*** Opening Task data ***
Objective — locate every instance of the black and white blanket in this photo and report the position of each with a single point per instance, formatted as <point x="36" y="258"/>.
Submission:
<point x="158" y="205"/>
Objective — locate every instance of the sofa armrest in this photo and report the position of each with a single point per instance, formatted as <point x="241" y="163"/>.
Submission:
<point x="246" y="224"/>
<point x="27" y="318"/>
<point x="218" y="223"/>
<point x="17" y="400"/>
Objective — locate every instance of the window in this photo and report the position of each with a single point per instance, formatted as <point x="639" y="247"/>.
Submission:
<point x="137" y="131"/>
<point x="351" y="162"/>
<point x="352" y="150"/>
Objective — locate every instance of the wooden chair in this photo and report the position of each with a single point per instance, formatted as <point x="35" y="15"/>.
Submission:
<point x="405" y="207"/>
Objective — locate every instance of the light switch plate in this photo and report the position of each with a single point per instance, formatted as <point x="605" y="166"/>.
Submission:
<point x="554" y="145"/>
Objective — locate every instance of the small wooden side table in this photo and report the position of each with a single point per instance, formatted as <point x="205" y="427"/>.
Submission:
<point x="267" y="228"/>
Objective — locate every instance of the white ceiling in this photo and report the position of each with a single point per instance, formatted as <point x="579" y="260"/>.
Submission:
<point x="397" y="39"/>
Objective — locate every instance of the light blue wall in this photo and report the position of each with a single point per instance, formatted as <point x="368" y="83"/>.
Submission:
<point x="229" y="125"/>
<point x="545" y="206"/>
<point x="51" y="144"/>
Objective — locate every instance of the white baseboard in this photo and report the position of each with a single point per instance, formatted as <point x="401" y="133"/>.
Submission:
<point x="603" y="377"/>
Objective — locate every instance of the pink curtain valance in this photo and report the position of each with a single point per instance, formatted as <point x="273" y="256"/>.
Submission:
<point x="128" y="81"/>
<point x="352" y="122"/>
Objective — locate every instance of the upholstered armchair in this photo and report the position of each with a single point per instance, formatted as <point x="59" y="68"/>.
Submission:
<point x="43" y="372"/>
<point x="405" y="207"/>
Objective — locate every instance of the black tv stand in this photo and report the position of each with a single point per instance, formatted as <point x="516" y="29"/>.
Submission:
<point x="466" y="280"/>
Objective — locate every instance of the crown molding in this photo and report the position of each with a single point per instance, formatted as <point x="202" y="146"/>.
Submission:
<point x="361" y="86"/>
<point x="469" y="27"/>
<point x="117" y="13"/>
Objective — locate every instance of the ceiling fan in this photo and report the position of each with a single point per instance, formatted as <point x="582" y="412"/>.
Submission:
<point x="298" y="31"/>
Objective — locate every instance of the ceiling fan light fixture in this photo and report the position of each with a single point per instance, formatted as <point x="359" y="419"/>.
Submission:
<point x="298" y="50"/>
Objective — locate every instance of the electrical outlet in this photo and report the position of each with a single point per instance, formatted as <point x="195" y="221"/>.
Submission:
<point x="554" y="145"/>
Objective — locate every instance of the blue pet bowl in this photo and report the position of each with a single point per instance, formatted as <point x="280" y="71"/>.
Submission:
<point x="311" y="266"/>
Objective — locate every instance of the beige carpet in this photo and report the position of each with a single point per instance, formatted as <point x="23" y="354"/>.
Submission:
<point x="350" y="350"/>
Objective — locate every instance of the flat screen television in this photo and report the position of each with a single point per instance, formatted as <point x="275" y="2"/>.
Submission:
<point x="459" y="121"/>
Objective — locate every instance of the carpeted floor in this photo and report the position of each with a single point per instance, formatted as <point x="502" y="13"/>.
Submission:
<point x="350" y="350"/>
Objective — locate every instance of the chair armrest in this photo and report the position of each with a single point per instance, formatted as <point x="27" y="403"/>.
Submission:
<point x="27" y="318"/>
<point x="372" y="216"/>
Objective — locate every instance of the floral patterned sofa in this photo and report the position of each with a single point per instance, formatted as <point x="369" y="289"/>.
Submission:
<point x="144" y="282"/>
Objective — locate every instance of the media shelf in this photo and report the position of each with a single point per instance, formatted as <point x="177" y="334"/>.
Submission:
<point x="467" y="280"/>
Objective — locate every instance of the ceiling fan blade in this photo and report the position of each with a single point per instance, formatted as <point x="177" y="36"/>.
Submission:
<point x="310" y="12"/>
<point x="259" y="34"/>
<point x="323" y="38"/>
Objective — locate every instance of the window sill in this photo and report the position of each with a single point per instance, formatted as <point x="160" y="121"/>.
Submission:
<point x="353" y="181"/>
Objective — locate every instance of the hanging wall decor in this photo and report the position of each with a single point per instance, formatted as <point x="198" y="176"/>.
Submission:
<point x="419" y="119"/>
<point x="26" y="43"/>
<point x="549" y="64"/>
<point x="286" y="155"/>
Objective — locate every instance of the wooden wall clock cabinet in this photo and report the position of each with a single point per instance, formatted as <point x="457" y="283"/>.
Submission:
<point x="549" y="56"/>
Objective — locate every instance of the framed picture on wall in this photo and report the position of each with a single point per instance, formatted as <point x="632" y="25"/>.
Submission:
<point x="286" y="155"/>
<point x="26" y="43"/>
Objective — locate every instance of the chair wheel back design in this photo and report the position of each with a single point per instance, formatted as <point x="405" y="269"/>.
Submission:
*** Closing Task data ***
Prompt – Select every line of the records holding the string "armrest".

Reply to the exercise –
Objective — locate every instance of the sofa armrest in this photo and report the position of each with a single point per instance, formatted as <point x="241" y="163"/>.
Objective — locate every instance of the chair armrest in this photo and report the position of each with a single point per instance, formatted as <point x="27" y="403"/>.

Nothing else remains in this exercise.